▶ [What is required]:
Reproduce the listing word for word, leaving every picture behind.

--- Material provided ---

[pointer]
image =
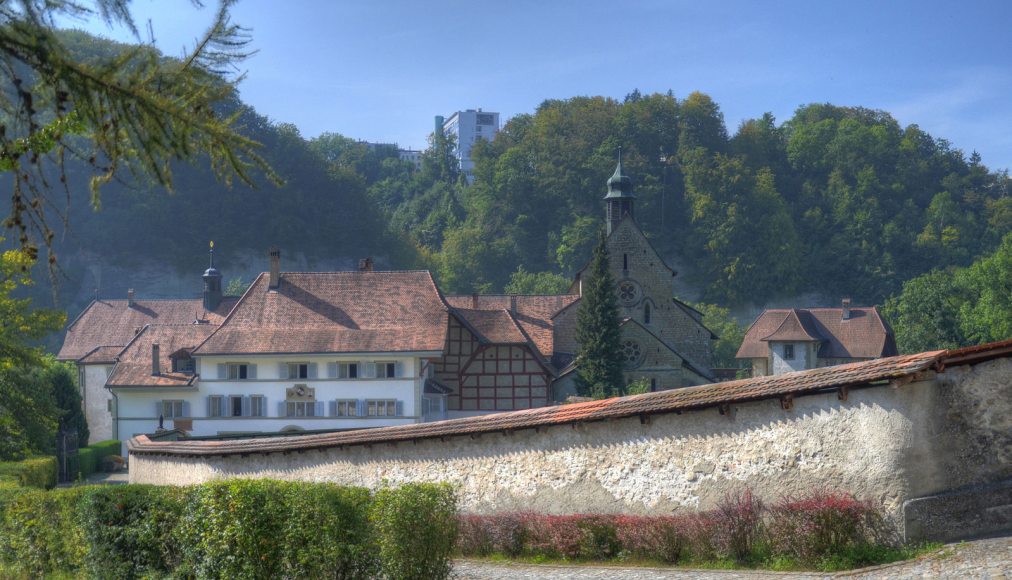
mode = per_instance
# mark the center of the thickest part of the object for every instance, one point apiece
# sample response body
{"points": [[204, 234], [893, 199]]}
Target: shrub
{"points": [[264, 528], [130, 529], [821, 525], [416, 530], [40, 532], [36, 472]]}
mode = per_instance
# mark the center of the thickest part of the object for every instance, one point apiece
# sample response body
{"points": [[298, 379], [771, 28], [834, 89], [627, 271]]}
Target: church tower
{"points": [[619, 198], [212, 283]]}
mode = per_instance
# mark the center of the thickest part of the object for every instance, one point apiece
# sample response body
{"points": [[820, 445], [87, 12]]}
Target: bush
{"points": [[36, 472], [40, 532], [264, 528], [416, 530], [129, 529]]}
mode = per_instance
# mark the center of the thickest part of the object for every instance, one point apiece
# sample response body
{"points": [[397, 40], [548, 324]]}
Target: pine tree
{"points": [[599, 361]]}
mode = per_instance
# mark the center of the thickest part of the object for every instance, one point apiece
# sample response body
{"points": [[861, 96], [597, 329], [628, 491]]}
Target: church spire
{"points": [[619, 198]]}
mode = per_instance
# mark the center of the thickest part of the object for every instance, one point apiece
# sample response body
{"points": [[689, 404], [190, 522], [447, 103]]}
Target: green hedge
{"points": [[239, 528], [90, 458], [36, 472]]}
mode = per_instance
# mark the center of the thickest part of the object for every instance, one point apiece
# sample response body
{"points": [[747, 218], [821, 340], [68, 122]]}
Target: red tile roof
{"points": [[335, 312], [805, 382], [533, 313], [863, 335], [114, 322], [135, 366]]}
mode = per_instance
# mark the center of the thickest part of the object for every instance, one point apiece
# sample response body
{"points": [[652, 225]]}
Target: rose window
{"points": [[631, 353]]}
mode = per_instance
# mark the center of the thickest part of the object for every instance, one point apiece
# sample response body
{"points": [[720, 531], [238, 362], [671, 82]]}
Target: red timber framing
{"points": [[490, 377]]}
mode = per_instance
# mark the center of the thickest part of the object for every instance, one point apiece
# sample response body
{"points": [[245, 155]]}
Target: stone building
{"points": [[802, 338], [353, 349]]}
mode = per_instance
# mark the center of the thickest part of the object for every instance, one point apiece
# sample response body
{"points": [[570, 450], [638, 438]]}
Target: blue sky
{"points": [[382, 70]]}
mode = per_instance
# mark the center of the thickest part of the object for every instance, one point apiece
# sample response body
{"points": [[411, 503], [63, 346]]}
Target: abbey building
{"points": [[305, 351]]}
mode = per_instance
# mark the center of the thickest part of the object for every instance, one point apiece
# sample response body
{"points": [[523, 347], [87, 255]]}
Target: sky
{"points": [[381, 70]]}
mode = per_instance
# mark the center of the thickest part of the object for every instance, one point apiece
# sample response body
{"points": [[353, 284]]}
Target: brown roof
{"points": [[492, 326], [863, 335], [135, 368], [533, 313], [114, 322], [335, 312], [802, 383]]}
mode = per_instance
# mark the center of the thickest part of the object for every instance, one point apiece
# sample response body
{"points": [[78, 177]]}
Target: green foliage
{"points": [[416, 529], [524, 282], [959, 307], [90, 458], [37, 473], [597, 332]]}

---

▶ [Solution to this problem]:
[pointer]
image =
mode = per_instance
# mark the center of the thickest part of the object for every instance, one point apiece
# sample response body
{"points": [[204, 234], [893, 199]]}
Target: shrub
{"points": [[264, 528], [130, 529], [821, 525], [416, 530], [40, 532], [36, 472]]}
mode = per_instance
# mark the center of the thickest part of the object for every instance, one point apiece
# sample response body
{"points": [[298, 379], [771, 28], [834, 89], [627, 271]]}
Target: church tower
{"points": [[619, 198], [212, 283]]}
mode = per_instance
# mark the center of the thickest part of the object for every instance, one point apiece
# sample response body
{"points": [[820, 445], [87, 12]]}
Target: bush
{"points": [[36, 472], [40, 532], [264, 528], [416, 530], [129, 529]]}
mode = per_instance
# mark the center of the thickest part of the object for every instance, one point apiece
# sample response body
{"points": [[397, 40], [548, 324]]}
Target: pine tree
{"points": [[599, 361]]}
mode = per_instance
# mark the center of the thickest part of the object for every instance, one point apiece
# sample response body
{"points": [[861, 96], [597, 329], [628, 491]]}
Target: church spire
{"points": [[619, 198]]}
mode = per_instance
# mark the center of the thickest part of the object for every instance, one point apiece
# sample response body
{"points": [[689, 404], [190, 522], [447, 103]]}
Target: green hedge
{"points": [[239, 528], [90, 458], [36, 472]]}
mode = per_instance
# mark the center of the thickest part of the object for every instance, one point apiece
# sample response body
{"points": [[747, 218], [821, 340], [68, 122]]}
Target: red tile roof
{"points": [[335, 312], [805, 382], [533, 313], [863, 335], [114, 322], [135, 366]]}
mode = per_instance
# mark the center of the thickest part of the object for every instance, one point apiece
# sample response body
{"points": [[652, 225]]}
Target: rose window
{"points": [[631, 353]]}
mode = per_instance
# mark the center of the thickest part of the object for every instance, one point apiece
# sample response body
{"points": [[720, 531], [238, 362], [671, 82]]}
Target: red timber framing
{"points": [[490, 377]]}
mode = per_instance
# mark the center of the thickest part of the object for every instance, one point apiece
# sample response body
{"points": [[245, 155]]}
Target: stone building
{"points": [[802, 338], [353, 349]]}
mode = per_instance
# mark the center of the thickest part of the object for every instance, one point apiece
# sample response body
{"points": [[570, 450], [638, 438]]}
Target: blue sky
{"points": [[382, 70]]}
mode = per_instance
# mark the center of the thickest part of the object for every instance, one point apiece
# sample response body
{"points": [[411, 503], [63, 346]]}
Target: abbey building
{"points": [[305, 351]]}
mode = per_instance
# mark the center of the thickest part of the object for every instance, one point apiece
# sample response body
{"points": [[523, 347], [87, 255]]}
Target: sky
{"points": [[381, 70]]}
mode = per_instance
# mark the center of the thickest part of the object for every instance, one point apiece
# sample response body
{"points": [[353, 284]]}
Target: brown roof
{"points": [[492, 326], [863, 335], [135, 368], [533, 313], [114, 322], [335, 312], [802, 383]]}
mode = per_instance
# mark the center of the thickest part of the object for every instance, one point apiece
# sample response body
{"points": [[78, 177]]}
Target: green foliage
{"points": [[416, 529], [524, 282], [959, 307], [90, 458], [37, 473], [597, 332]]}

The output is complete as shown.